WHAT YOU NEED TO DO => In the listing below, a line holding "pixel 41 65" and a line holding "pixel 158 3" mark the range. Retype both exactly, with all lines between them.

RECORD EXCERPTS =>
=== Section Start ===

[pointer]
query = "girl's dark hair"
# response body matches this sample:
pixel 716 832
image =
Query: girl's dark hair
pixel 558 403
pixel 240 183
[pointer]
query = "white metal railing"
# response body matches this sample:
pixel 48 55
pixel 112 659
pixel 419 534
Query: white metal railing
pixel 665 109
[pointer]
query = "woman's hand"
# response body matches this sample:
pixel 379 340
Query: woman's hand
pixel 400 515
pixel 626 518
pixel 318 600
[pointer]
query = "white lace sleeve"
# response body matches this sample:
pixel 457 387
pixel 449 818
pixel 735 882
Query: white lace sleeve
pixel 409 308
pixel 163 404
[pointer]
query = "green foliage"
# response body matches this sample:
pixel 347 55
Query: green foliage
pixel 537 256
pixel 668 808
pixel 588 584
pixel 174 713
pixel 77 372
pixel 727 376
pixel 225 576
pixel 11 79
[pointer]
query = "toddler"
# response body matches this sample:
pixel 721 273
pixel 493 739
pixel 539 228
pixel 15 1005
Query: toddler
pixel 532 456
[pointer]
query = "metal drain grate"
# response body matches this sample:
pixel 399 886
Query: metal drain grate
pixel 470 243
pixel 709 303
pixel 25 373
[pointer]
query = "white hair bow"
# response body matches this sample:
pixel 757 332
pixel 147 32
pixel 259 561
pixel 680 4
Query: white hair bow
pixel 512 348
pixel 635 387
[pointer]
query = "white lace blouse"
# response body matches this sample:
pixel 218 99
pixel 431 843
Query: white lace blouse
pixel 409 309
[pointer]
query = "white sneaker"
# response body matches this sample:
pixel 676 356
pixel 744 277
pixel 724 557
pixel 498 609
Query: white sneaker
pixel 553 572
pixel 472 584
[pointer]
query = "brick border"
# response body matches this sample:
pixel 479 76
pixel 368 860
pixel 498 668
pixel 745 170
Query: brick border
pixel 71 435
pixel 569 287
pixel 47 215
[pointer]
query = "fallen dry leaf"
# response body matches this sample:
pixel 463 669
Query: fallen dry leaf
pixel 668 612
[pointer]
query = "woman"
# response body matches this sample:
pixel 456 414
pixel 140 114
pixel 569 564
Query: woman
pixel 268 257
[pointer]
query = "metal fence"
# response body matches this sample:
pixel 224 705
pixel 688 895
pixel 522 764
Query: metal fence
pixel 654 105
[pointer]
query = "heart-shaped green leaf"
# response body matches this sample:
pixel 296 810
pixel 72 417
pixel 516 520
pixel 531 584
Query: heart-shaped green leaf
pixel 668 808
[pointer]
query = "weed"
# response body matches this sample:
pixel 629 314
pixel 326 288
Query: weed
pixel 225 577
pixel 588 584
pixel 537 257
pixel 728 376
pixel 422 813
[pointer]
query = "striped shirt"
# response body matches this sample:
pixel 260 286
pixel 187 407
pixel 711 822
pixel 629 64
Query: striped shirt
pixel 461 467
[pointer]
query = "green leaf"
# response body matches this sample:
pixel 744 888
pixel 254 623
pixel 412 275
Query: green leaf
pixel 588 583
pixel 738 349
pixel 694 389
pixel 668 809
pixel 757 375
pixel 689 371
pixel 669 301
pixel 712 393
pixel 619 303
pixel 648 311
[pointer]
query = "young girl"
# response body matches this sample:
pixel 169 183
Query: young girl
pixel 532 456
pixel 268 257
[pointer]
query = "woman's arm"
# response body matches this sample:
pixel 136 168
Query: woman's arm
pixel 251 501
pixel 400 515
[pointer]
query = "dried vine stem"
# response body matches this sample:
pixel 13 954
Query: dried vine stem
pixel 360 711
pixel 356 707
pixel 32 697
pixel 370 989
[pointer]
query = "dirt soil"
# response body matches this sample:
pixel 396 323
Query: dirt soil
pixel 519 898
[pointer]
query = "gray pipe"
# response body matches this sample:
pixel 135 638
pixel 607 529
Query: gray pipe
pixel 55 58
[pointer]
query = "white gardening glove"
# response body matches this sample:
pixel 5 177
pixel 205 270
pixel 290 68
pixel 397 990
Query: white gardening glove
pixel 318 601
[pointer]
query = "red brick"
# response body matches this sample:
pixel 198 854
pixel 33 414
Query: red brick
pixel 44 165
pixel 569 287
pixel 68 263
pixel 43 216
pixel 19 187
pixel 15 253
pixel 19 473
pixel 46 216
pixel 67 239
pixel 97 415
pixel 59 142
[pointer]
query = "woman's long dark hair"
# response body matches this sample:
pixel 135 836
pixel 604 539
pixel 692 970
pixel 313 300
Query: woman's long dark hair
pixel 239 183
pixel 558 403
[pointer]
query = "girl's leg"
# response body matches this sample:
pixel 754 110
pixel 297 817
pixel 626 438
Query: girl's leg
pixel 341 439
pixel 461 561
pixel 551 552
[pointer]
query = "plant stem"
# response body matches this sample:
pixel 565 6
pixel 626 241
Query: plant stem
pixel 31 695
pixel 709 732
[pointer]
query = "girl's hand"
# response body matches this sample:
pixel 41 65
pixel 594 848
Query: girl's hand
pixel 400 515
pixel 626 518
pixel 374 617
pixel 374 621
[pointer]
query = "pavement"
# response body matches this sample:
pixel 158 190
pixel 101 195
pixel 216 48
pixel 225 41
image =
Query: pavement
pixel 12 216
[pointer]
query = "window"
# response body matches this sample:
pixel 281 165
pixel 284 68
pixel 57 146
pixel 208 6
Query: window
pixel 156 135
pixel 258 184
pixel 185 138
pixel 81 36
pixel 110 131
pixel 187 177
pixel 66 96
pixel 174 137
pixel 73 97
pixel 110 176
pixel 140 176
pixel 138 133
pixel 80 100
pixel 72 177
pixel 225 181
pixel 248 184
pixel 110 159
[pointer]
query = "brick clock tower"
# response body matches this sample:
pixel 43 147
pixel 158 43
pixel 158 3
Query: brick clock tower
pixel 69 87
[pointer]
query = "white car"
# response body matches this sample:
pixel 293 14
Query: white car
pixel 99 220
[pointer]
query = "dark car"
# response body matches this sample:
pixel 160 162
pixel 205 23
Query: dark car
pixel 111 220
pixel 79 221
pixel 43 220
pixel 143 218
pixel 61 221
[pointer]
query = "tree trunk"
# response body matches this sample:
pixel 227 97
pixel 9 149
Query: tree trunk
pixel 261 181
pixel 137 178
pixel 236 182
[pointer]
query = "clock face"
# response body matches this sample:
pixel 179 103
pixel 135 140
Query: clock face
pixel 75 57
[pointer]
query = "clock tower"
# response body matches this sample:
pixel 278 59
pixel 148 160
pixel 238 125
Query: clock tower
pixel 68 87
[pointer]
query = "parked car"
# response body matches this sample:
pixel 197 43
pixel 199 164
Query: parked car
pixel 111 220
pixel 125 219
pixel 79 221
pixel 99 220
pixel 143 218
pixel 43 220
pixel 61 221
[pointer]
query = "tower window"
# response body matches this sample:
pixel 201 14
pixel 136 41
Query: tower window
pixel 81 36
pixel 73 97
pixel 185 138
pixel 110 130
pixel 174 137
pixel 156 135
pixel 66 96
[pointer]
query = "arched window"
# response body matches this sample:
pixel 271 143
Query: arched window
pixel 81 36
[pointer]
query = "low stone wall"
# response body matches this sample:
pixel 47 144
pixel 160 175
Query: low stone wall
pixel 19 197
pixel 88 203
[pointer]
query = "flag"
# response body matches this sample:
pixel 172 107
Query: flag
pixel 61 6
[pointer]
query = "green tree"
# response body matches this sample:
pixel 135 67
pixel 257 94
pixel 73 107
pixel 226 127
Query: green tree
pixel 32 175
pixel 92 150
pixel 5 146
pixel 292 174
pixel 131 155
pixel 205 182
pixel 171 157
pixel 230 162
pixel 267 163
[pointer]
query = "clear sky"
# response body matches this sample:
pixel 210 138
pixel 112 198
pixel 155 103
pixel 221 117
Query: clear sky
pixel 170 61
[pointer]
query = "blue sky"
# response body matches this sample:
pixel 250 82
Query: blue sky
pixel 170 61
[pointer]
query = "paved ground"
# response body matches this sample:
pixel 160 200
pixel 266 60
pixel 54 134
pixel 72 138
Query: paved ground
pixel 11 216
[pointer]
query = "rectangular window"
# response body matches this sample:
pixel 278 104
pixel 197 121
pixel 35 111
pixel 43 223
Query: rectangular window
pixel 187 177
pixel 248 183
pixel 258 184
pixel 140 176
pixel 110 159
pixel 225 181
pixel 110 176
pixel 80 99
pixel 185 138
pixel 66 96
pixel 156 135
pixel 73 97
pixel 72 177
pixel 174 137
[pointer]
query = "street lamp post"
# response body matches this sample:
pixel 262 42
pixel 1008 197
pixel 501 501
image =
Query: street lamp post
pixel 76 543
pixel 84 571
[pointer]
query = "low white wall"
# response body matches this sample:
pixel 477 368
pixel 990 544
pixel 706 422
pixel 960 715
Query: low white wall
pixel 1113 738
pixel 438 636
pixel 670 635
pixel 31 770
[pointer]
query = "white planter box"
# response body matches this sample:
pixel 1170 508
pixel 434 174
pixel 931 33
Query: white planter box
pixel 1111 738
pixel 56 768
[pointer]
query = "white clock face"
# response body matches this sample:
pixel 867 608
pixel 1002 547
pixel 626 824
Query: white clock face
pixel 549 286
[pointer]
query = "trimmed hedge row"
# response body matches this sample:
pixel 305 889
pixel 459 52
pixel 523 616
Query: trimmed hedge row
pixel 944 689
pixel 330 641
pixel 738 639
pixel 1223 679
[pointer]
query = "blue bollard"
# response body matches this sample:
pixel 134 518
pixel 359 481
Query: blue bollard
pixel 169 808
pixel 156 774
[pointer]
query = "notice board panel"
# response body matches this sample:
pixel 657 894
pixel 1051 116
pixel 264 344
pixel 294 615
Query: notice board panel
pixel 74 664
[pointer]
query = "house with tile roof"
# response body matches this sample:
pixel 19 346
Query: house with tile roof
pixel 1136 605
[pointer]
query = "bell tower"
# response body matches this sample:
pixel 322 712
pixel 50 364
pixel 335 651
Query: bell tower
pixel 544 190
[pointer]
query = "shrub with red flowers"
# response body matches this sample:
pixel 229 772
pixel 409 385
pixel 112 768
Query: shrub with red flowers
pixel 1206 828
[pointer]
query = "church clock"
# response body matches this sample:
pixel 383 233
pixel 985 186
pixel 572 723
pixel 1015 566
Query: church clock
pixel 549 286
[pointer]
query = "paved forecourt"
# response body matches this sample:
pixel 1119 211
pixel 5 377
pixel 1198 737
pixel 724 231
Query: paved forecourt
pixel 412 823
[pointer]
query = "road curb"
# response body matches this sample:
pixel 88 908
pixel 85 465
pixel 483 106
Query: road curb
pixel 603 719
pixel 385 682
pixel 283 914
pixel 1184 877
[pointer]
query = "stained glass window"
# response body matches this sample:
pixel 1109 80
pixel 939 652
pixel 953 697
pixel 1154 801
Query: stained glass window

=== Section End ===

TASK RESULT =>
pixel 41 65
pixel 594 848
Query: girl's hand
pixel 400 515
pixel 626 518
pixel 374 617
pixel 374 621
[pointer]
query = "pavement"
# response body matches this sample:
pixel 158 190
pixel 101 195
pixel 216 48
pixel 225 41
image =
Query: pavement
pixel 12 216
[pointer]
query = "window"
# response body matches this sample:
pixel 281 165
pixel 284 68
pixel 57 146
pixel 208 6
Query: window
pixel 156 135
pixel 258 184
pixel 185 138
pixel 81 36
pixel 110 131
pixel 187 177
pixel 66 96
pixel 174 137
pixel 73 97
pixel 110 176
pixel 140 176
pixel 138 133
pixel 80 100
pixel 72 177
pixel 225 181
pixel 248 184
pixel 110 159
[pointer]
query = "brick clock tower"
# response body matches this sample:
pixel 43 147
pixel 158 43
pixel 158 3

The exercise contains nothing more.